- What is needed
Please pick up the article on how Americans view Canada where it stops, and continue writing it.
(Provided passage)
If you ask enough Americans, it really sounds like they think Canada is a better place to live.

The majority of Americans think Canada has a better approach to health care (60 per cent), more effective measures to combat the COVID-19 pandemic (61 per cent), better laws around guns (56 per cent) a cleaner environment (70 per cent), a better approach to immigration (63 per cent), less discrimination (70 per cent), not to mention has a better leader (54 per cent), according to a new survey from polling firm Abacus Data. And, if there was any doubt, they think Canada has the best hockey players, too.

It’s perhaps not surprising then that the vast majority of Americans—89 per cent across all political stripes—also believe that the U.S. should trade more with Canada.

But while Americans are going one way, Donald Trump is going the other. This week the Trump Administration is reportedly looking at slapping Canada with a 10 per cent aluminum tariff before July 1, according to a recent Bloomberg report. Trump’s latest crackdown on work visas also appears to be at odds with American attitudes—85 per cent of Americans (and 83 per cent of Republican voters) say it should be easier for Canadians and Americans to work in either country (putting aside measures to control the pandemic).
(End Provided passage)
(Given entries)
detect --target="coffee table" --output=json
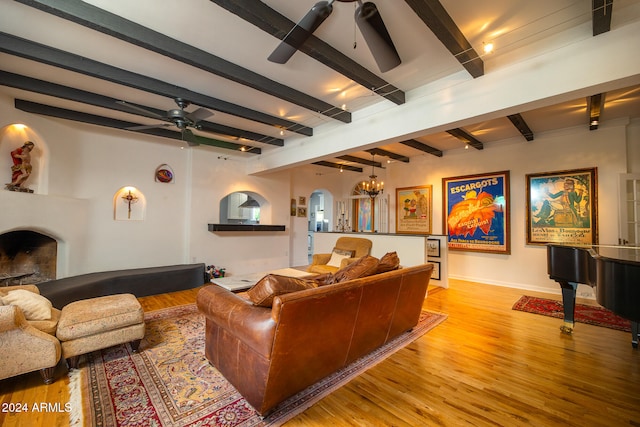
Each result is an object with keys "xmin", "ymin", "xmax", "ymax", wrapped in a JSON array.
[{"xmin": 211, "ymin": 267, "xmax": 315, "ymax": 292}]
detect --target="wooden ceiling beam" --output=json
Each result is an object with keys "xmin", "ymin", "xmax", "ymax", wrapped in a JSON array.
[
  {"xmin": 336, "ymin": 155, "xmax": 382, "ymax": 168},
  {"xmin": 405, "ymin": 0, "xmax": 484, "ymax": 78},
  {"xmin": 507, "ymin": 113, "xmax": 533, "ymax": 141},
  {"xmin": 591, "ymin": 0, "xmax": 613, "ymax": 36},
  {"xmin": 14, "ymin": 99, "xmax": 262, "ymax": 154},
  {"xmin": 0, "ymin": 70, "xmax": 284, "ymax": 147},
  {"xmin": 313, "ymin": 160, "xmax": 362, "ymax": 172},
  {"xmin": 0, "ymin": 32, "xmax": 313, "ymax": 136},
  {"xmin": 210, "ymin": 0, "xmax": 405, "ymax": 105},
  {"xmin": 400, "ymin": 139, "xmax": 442, "ymax": 157},
  {"xmin": 447, "ymin": 128, "xmax": 484, "ymax": 150},
  {"xmin": 365, "ymin": 148, "xmax": 410, "ymax": 163},
  {"xmin": 16, "ymin": 0, "xmax": 351, "ymax": 123}
]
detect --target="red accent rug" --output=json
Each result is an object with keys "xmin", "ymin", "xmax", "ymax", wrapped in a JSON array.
[
  {"xmin": 513, "ymin": 295, "xmax": 631, "ymax": 332},
  {"xmin": 70, "ymin": 304, "xmax": 446, "ymax": 427}
]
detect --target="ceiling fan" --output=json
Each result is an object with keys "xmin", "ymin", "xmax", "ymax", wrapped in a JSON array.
[
  {"xmin": 117, "ymin": 98, "xmax": 213, "ymax": 147},
  {"xmin": 268, "ymin": 0, "xmax": 402, "ymax": 73}
]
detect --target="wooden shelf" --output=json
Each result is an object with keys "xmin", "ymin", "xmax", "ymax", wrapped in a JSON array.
[{"xmin": 209, "ymin": 224, "xmax": 285, "ymax": 233}]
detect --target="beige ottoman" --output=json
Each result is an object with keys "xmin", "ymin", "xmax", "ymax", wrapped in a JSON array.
[{"xmin": 56, "ymin": 294, "xmax": 144, "ymax": 369}]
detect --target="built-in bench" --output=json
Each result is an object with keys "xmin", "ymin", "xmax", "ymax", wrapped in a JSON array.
[{"xmin": 37, "ymin": 264, "xmax": 205, "ymax": 309}]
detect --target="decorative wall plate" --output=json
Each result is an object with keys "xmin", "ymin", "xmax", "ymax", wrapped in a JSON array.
[{"xmin": 155, "ymin": 163, "xmax": 174, "ymax": 184}]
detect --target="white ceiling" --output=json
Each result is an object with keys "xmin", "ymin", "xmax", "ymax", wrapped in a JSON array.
[{"xmin": 0, "ymin": 0, "xmax": 640, "ymax": 171}]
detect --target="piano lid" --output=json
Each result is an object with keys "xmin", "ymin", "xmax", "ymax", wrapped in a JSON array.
[{"xmin": 548, "ymin": 243, "xmax": 640, "ymax": 264}]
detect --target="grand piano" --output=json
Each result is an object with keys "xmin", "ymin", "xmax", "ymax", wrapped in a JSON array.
[{"xmin": 547, "ymin": 244, "xmax": 640, "ymax": 348}]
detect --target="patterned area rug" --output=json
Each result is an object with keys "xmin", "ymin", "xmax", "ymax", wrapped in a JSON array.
[
  {"xmin": 70, "ymin": 304, "xmax": 446, "ymax": 427},
  {"xmin": 513, "ymin": 295, "xmax": 631, "ymax": 332}
]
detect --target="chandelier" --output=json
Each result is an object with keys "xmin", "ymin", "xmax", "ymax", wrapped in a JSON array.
[{"xmin": 360, "ymin": 154, "xmax": 384, "ymax": 199}]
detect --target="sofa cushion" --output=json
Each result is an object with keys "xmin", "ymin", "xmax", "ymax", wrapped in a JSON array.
[
  {"xmin": 376, "ymin": 251, "xmax": 400, "ymax": 274},
  {"xmin": 247, "ymin": 274, "xmax": 318, "ymax": 307},
  {"xmin": 2, "ymin": 289, "xmax": 53, "ymax": 320},
  {"xmin": 327, "ymin": 248, "xmax": 353, "ymax": 268},
  {"xmin": 333, "ymin": 255, "xmax": 379, "ymax": 283}
]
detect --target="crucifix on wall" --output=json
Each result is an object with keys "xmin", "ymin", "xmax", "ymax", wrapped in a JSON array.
[{"xmin": 122, "ymin": 189, "xmax": 138, "ymax": 219}]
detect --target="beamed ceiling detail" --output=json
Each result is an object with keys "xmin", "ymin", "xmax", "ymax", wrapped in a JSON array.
[{"xmin": 0, "ymin": 0, "xmax": 636, "ymax": 169}]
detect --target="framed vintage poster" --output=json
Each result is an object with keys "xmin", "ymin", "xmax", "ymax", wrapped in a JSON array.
[
  {"xmin": 526, "ymin": 168, "xmax": 598, "ymax": 245},
  {"xmin": 396, "ymin": 185, "xmax": 433, "ymax": 234},
  {"xmin": 442, "ymin": 171, "xmax": 511, "ymax": 254}
]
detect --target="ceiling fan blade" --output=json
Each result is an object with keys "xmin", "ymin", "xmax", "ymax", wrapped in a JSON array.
[
  {"xmin": 355, "ymin": 2, "xmax": 402, "ymax": 73},
  {"xmin": 125, "ymin": 123, "xmax": 173, "ymax": 130},
  {"xmin": 182, "ymin": 129, "xmax": 200, "ymax": 147},
  {"xmin": 116, "ymin": 101, "xmax": 167, "ymax": 120},
  {"xmin": 186, "ymin": 108, "xmax": 213, "ymax": 123},
  {"xmin": 267, "ymin": 0, "xmax": 334, "ymax": 64}
]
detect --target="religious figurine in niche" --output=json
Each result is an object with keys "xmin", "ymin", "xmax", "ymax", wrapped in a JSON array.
[{"xmin": 5, "ymin": 141, "xmax": 35, "ymax": 193}]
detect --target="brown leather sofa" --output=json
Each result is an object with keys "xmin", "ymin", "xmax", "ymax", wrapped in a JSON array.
[{"xmin": 197, "ymin": 257, "xmax": 433, "ymax": 415}]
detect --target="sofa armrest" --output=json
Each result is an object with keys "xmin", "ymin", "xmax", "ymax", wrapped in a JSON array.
[
  {"xmin": 196, "ymin": 285, "xmax": 276, "ymax": 358},
  {"xmin": 311, "ymin": 254, "xmax": 331, "ymax": 265},
  {"xmin": 0, "ymin": 285, "xmax": 40, "ymax": 297}
]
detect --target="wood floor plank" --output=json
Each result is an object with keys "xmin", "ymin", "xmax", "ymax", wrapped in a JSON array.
[{"xmin": 0, "ymin": 279, "xmax": 640, "ymax": 427}]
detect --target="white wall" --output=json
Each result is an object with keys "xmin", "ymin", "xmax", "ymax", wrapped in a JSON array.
[
  {"xmin": 0, "ymin": 93, "xmax": 188, "ymax": 277},
  {"xmin": 0, "ymin": 94, "xmax": 640, "ymax": 293},
  {"xmin": 390, "ymin": 118, "xmax": 638, "ymax": 296}
]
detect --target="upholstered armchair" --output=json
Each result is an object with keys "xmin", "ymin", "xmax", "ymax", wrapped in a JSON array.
[
  {"xmin": 0, "ymin": 285, "xmax": 61, "ymax": 384},
  {"xmin": 0, "ymin": 285, "xmax": 60, "ymax": 336},
  {"xmin": 307, "ymin": 237, "xmax": 371, "ymax": 274},
  {"xmin": 0, "ymin": 305, "xmax": 61, "ymax": 384}
]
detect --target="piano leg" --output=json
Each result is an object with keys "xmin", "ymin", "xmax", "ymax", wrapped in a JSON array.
[{"xmin": 558, "ymin": 282, "xmax": 578, "ymax": 334}]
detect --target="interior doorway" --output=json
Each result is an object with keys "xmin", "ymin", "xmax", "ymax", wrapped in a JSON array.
[{"xmin": 307, "ymin": 189, "xmax": 334, "ymax": 263}]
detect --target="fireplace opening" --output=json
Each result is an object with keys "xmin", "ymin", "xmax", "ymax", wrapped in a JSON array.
[{"xmin": 0, "ymin": 230, "xmax": 58, "ymax": 286}]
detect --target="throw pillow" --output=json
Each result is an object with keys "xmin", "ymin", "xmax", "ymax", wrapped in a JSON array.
[
  {"xmin": 376, "ymin": 251, "xmax": 400, "ymax": 274},
  {"xmin": 333, "ymin": 255, "xmax": 378, "ymax": 283},
  {"xmin": 307, "ymin": 273, "xmax": 335, "ymax": 286},
  {"xmin": 327, "ymin": 248, "xmax": 353, "ymax": 268},
  {"xmin": 247, "ymin": 274, "xmax": 318, "ymax": 307},
  {"xmin": 2, "ymin": 289, "xmax": 52, "ymax": 320}
]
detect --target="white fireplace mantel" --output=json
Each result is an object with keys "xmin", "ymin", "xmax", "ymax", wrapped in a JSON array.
[{"xmin": 0, "ymin": 190, "xmax": 89, "ymax": 278}]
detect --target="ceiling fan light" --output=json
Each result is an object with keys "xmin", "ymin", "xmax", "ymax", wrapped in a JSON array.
[{"xmin": 355, "ymin": 2, "xmax": 402, "ymax": 73}]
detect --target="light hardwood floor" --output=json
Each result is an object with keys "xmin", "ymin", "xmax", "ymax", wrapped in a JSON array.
[{"xmin": 0, "ymin": 280, "xmax": 640, "ymax": 427}]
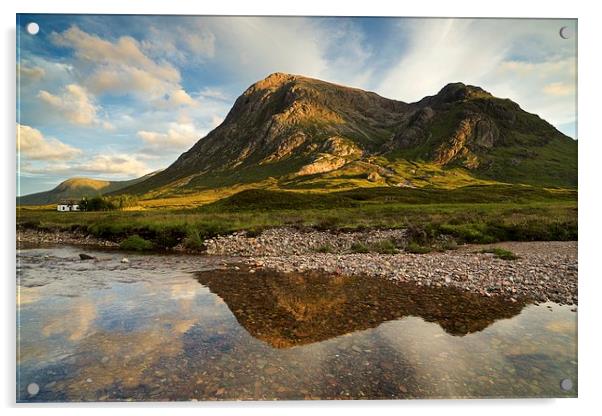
(End Given entries)
- Answer box
READ MORE: What Americans don’t know… should worry us

While Trump might claim his actions are about putting “America First,”  a surprising number of Americans are now thinking “Canada first.” Given the hypothetical of having friends, family and work opportunities being in either Canada or the U.S., 36 per cent of Americans would rather live north of the border (that’s over 100 million of them)—including the majority of younger generations, those aged 18-30.

“Americans don’t know much about Canada, for the most part, and there’s no shortage of people chanting ‘USA! USA!’ all the time,” says Bruce Anderson, chairman of Abacus Data and co-author of the report, provided exclusively to Maclean’s. “When half of Democrats would prefer to live in Canada than America, that strikes me as a high number of people saying, ‘This isn’t the best place for me to live.’ ”

Not that any Americans can come to Canada any time soon—not with the border closed for the foreseeable future, as states like Florida, Arizona, Alabama, Texas and South Carolina all see their coronavirus cases on the rise. Meanwhile, the White House appears to have all but given up on social distancing or mask wearing recommendations—with the re-start of Trump hosting indoor rallies.

And while most Americans would like governments to make cross-border work easier, only half of them say that it’s time to re-0pen the border, given the pandemic. Seventy-eight per cent of  Americans—including 66 per cent of Republicans—think America is a bigger risk to Canada when it comes to transmission of the virus.

“You have a lot of people saying in an ideal world, we’d have easier movement of workers across the border, but we’re not sure we should do that yet,” Anderson adds. “And it’s mostly because they think America is a threat to Canada, rather than the reverse.”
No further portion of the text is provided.